Aim
Can you return, unchanged, the stretch of the items below from the line containing "shrub | outline" through the end of the items?

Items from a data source

━━━━━━━━━━━━━━━━━━━━

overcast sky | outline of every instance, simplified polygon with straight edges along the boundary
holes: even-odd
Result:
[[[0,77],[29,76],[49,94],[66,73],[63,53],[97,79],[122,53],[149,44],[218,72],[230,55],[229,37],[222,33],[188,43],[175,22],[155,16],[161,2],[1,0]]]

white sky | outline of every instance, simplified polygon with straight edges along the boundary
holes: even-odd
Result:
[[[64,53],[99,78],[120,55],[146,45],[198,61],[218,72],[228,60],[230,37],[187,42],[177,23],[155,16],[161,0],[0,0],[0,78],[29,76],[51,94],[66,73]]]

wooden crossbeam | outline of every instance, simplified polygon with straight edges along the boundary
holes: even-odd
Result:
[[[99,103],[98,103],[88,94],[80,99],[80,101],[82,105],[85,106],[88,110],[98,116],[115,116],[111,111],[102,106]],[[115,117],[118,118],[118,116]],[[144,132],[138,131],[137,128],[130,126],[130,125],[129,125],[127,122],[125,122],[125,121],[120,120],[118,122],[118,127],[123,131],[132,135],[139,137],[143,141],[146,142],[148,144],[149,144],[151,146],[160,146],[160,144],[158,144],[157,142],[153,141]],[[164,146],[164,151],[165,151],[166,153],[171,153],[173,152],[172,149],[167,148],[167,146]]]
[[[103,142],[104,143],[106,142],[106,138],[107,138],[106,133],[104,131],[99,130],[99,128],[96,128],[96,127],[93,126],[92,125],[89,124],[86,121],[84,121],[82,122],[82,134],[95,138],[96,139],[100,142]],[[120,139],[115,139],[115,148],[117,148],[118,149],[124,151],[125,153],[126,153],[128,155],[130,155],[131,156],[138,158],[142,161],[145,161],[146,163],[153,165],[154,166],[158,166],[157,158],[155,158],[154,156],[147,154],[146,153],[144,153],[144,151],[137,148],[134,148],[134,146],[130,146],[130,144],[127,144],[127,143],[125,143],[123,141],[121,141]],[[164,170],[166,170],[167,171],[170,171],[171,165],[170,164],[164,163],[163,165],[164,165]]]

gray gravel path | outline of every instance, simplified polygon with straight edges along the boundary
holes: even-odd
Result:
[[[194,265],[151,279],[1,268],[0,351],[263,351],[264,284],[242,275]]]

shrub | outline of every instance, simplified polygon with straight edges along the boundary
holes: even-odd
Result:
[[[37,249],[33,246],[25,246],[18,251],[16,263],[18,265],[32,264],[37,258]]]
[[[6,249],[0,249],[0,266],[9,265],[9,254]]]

━━━━━━━━━━━━━━━━━━━━

Exercise solution
shrub | outline of every instance, simplified polygon with straight edges along the boundary
holes: even-odd
Result:
[[[37,249],[33,246],[25,246],[18,251],[16,263],[18,265],[32,264],[37,258]]]
[[[6,249],[0,249],[0,266],[9,265],[9,254]]]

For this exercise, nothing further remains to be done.